What you need to do.
Your output should be the complete listing, word for word, with no pictures in it.

Data.
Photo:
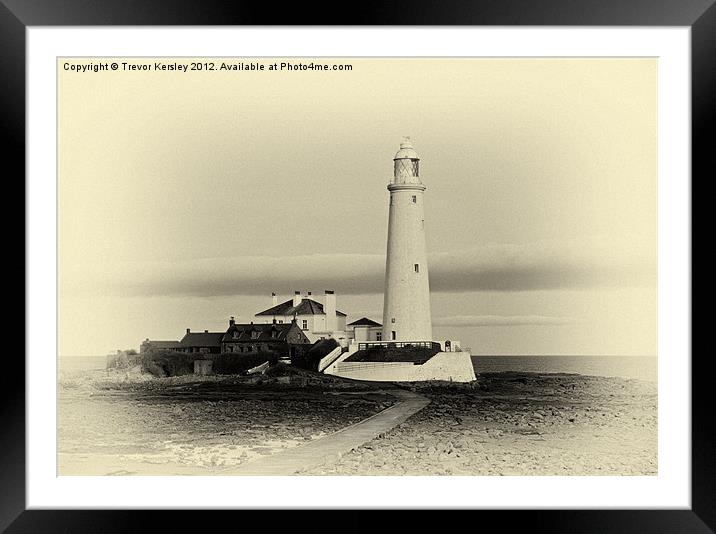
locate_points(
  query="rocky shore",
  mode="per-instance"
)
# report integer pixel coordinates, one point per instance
(519, 424)
(504, 424)
(126, 423)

Result of the exercise.
Photo:
locate_points(
  query="rocky shore",
  mode="per-instance"
)
# report integer pixel coordinates, one point per instance
(519, 424)
(504, 424)
(126, 423)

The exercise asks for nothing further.